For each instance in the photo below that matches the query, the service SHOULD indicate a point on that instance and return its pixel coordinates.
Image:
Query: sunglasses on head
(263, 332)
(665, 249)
● ● ●
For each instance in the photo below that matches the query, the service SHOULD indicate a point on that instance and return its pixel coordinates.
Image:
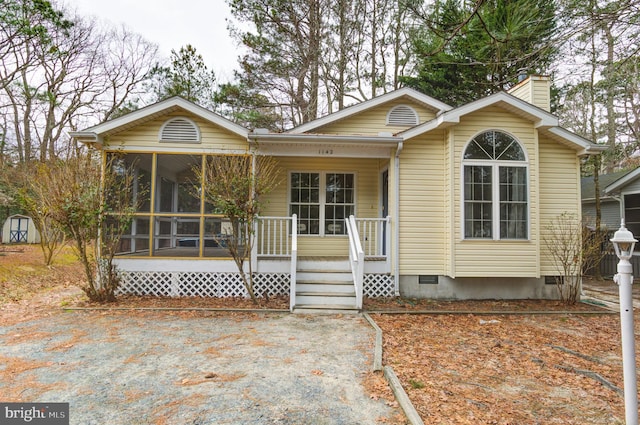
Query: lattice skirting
● ● ●
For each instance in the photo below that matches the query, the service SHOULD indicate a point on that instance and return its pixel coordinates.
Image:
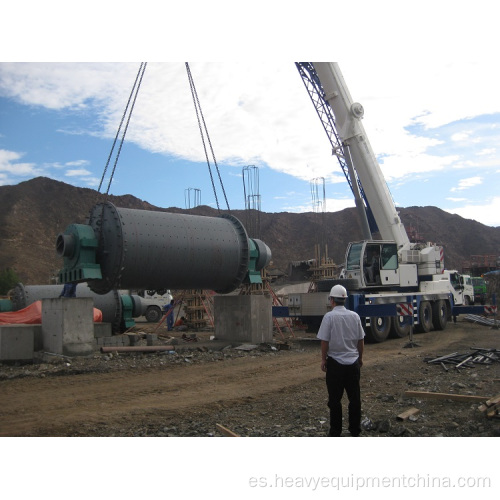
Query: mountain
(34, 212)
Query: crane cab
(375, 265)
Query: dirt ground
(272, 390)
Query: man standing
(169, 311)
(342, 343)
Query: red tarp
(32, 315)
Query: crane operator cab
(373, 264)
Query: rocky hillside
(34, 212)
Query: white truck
● ● ●
## REQUIREMENT
In the data above, which lines lie between the line with "Query: man standing" and the line with "Query: white truck", inclusive? Print those lines exactly and nothing else.

## TASK ANSWER
Query: man standing
(169, 311)
(342, 343)
Query: red tarp
(32, 315)
Query: crane operator cab
(373, 264)
Query: rocky hillside
(34, 212)
Query: white truck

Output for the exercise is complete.